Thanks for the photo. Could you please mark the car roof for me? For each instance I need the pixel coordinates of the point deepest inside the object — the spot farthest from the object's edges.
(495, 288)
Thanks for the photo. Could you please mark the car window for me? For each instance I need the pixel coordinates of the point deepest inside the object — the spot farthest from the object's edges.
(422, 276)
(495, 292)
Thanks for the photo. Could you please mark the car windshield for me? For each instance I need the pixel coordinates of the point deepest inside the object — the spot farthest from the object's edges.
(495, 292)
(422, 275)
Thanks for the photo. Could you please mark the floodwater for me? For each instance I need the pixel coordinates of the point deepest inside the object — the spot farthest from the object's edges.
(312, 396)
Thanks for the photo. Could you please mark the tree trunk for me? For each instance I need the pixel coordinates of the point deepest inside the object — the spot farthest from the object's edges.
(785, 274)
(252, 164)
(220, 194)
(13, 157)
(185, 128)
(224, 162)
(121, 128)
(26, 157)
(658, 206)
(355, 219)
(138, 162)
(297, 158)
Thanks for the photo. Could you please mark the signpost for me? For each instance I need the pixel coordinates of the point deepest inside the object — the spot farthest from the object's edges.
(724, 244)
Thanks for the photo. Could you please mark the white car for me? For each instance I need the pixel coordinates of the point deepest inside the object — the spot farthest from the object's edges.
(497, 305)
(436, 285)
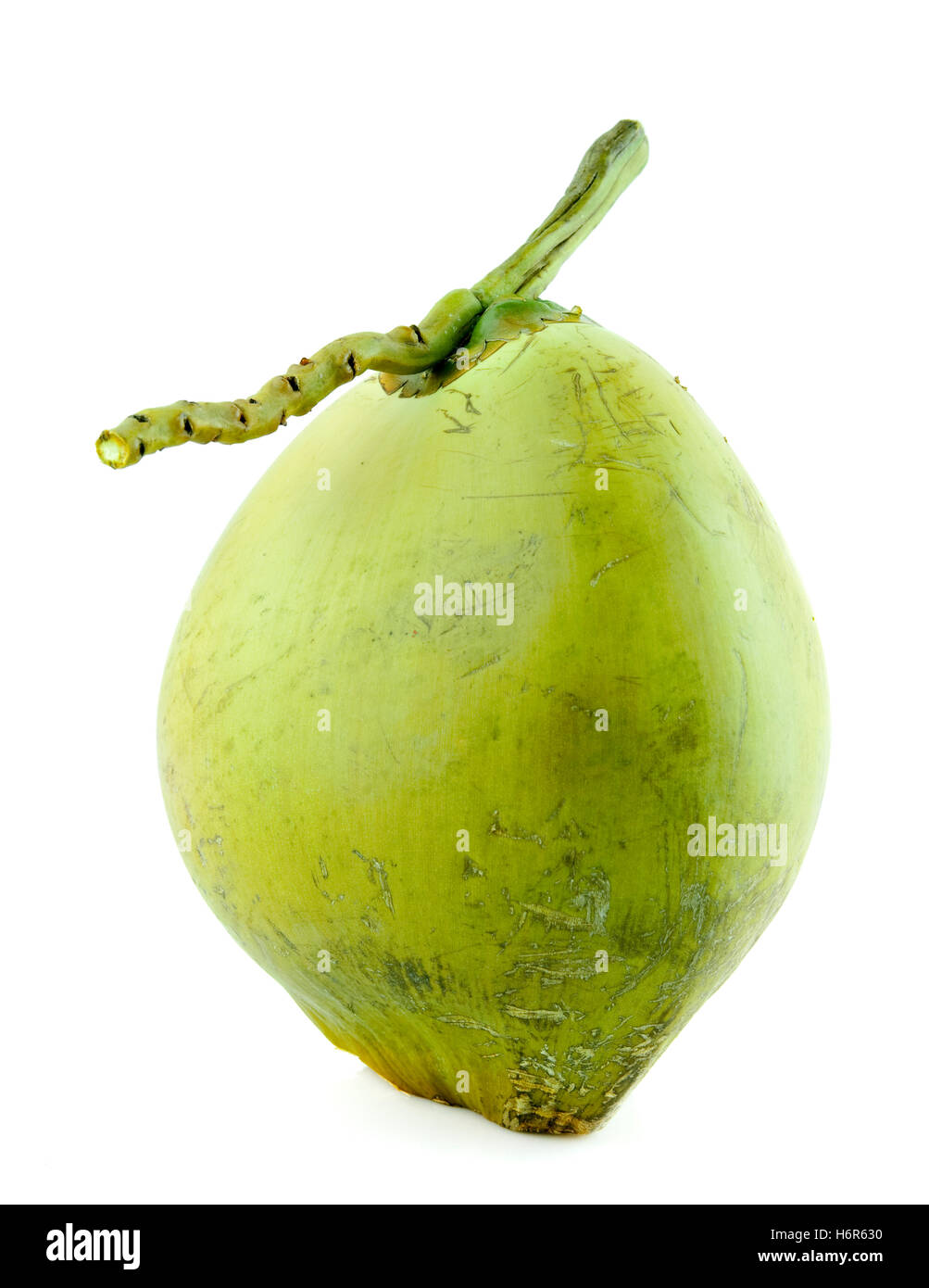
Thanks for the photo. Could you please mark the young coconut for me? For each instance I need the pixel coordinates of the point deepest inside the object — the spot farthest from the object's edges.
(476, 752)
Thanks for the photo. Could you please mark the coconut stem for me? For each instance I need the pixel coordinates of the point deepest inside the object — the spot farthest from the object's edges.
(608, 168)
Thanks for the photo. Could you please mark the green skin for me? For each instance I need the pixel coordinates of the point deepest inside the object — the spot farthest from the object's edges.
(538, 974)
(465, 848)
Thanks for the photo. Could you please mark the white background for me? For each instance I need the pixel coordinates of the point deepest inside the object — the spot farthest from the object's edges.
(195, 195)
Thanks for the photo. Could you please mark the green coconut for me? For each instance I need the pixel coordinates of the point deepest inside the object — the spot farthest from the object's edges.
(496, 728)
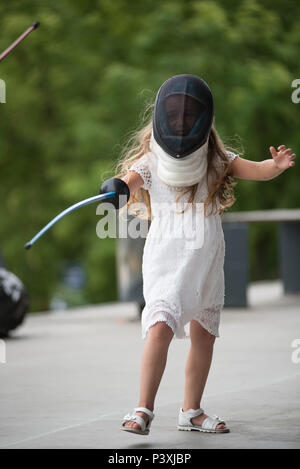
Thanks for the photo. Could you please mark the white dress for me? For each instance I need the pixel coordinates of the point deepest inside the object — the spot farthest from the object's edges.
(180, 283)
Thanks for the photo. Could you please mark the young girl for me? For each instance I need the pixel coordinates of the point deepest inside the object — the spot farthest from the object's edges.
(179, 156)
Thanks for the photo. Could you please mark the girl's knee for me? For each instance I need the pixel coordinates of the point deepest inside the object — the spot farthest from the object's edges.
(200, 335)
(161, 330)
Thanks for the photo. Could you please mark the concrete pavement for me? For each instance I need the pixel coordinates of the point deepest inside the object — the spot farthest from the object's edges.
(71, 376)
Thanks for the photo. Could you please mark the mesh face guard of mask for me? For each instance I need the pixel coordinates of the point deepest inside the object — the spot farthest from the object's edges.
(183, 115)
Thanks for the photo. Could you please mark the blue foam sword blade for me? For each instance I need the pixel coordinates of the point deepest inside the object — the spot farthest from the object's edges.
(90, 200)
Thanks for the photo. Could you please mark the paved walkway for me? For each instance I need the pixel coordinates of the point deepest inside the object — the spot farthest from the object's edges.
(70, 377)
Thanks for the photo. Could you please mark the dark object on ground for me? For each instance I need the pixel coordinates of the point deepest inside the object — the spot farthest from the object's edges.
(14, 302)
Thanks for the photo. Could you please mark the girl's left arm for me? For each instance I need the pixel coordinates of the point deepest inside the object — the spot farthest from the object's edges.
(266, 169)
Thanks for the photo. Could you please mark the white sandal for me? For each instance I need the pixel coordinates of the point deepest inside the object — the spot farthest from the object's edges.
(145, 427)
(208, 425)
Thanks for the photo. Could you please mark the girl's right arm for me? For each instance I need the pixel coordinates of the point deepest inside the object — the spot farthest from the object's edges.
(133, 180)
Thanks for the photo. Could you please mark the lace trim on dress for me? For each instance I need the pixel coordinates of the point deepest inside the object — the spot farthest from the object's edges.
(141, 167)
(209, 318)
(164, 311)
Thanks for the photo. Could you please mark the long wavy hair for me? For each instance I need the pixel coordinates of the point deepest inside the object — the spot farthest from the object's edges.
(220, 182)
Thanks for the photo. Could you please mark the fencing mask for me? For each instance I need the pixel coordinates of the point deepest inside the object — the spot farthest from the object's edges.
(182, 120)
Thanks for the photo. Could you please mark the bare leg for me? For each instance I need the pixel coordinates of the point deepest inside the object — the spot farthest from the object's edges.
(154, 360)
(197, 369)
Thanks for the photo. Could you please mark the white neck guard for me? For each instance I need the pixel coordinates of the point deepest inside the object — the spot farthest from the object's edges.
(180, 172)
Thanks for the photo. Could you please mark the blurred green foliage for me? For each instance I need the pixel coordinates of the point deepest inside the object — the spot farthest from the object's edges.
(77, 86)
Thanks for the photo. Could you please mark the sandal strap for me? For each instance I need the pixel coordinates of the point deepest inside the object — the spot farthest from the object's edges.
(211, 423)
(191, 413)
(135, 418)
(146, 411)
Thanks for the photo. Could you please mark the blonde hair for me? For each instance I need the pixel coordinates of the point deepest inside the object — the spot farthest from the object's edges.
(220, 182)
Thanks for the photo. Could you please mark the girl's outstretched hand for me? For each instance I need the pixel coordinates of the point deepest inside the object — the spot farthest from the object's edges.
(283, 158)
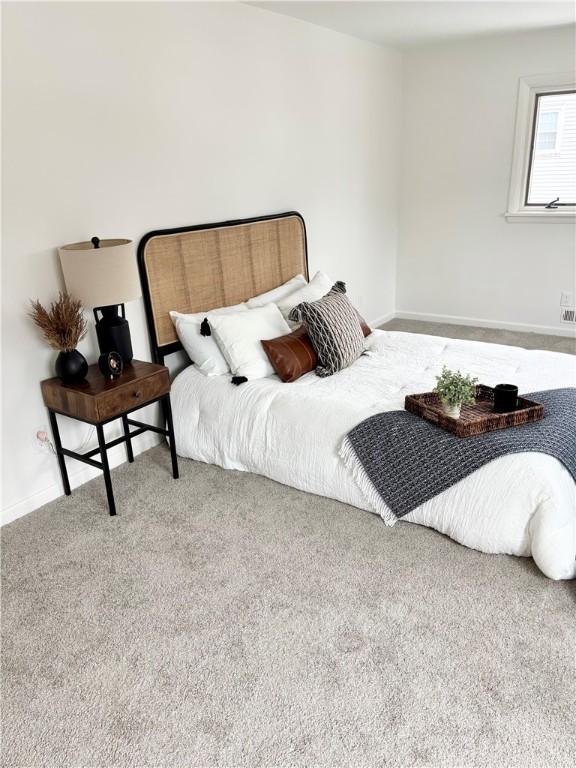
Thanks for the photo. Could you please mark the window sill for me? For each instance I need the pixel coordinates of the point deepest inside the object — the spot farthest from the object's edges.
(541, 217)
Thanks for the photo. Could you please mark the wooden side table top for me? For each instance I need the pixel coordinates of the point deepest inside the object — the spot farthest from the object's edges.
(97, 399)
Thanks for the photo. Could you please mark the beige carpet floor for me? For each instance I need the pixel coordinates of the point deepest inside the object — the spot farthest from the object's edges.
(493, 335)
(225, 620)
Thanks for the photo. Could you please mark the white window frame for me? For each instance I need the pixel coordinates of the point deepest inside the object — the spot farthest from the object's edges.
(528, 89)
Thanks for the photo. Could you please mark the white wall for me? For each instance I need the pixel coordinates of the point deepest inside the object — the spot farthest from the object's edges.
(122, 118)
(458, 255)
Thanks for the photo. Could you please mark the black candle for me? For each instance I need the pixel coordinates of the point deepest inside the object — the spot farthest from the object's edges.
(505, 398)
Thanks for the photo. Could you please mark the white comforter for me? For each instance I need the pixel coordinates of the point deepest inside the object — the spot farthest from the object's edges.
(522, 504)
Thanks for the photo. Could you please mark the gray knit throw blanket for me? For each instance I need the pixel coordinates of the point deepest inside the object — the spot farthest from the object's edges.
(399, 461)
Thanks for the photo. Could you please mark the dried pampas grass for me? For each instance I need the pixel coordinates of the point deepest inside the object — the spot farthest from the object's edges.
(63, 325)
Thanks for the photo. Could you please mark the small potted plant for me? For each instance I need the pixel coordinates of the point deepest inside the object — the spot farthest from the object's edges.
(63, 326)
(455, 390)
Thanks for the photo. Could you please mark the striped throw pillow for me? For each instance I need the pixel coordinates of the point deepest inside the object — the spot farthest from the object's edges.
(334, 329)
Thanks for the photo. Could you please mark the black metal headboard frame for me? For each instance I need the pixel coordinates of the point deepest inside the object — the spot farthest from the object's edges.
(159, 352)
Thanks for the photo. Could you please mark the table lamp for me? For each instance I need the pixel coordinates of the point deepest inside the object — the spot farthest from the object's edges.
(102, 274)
--
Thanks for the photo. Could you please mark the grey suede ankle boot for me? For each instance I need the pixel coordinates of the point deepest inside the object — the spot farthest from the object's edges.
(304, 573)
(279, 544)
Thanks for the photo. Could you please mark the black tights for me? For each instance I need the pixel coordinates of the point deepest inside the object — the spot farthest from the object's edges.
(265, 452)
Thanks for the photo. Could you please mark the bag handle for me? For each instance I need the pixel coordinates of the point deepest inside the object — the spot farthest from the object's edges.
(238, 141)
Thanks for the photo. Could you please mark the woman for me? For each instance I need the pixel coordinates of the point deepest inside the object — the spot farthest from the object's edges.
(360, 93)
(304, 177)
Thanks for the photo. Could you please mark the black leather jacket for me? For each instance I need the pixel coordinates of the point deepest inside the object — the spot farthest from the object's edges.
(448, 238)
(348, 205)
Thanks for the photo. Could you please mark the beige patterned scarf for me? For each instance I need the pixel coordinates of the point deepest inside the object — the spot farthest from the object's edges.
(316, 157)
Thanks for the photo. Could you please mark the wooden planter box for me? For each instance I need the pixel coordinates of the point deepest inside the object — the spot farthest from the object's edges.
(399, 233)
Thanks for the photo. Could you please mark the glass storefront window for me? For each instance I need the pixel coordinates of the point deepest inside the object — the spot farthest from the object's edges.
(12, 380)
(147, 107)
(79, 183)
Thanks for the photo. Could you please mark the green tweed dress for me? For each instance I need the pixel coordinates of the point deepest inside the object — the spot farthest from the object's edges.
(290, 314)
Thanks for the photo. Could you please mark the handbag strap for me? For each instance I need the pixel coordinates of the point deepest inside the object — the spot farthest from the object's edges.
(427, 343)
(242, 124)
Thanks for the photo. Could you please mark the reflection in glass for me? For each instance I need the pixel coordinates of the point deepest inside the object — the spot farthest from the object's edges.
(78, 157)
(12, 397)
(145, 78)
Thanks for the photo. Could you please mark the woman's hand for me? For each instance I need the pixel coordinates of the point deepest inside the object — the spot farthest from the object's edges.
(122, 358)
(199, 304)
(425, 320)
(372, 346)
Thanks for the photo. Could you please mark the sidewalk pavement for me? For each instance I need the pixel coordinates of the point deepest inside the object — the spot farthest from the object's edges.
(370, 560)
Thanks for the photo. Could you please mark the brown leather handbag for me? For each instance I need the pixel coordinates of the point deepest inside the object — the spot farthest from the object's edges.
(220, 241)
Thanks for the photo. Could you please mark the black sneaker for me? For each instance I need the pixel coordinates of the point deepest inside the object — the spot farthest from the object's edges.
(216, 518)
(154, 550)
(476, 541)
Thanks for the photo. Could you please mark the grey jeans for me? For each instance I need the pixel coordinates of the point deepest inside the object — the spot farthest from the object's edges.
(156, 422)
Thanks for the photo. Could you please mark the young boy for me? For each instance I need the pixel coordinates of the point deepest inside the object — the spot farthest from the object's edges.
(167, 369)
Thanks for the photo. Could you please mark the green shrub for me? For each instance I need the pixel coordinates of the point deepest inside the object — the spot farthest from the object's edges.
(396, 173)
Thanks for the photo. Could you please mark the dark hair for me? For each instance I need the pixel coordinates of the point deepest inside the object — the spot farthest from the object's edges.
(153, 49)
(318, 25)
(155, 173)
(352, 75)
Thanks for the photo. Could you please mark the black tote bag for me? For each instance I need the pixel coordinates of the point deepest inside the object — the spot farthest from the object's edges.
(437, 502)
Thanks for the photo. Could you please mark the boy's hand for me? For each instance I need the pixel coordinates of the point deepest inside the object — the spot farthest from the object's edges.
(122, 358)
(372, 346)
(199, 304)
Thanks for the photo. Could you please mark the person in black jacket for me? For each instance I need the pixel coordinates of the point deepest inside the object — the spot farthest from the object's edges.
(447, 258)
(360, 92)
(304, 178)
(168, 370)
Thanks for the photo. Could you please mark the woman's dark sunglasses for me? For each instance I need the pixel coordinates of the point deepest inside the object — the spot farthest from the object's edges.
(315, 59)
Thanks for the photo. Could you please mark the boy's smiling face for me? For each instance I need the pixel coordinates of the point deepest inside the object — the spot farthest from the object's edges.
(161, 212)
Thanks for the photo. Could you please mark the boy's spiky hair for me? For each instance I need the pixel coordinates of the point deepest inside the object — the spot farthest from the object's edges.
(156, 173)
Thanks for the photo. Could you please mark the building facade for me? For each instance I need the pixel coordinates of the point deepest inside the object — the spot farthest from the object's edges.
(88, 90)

### Task directions
Locate every line in the entries above that contains the word "beige" and copy each of those lines in full.

### Result for this exercise
Thanks for the photo. Could you please mark the beige carpet floor for me? For each instance I need the pixel coordinates of the point deepest inside the object — the spot farthest from the object's edges.
Thanks for the photo. Could you please mark the beige patterned scarf for me? For each instance I need the pixel coordinates of the point deepest inside the object — the spot farthest from the object's edges.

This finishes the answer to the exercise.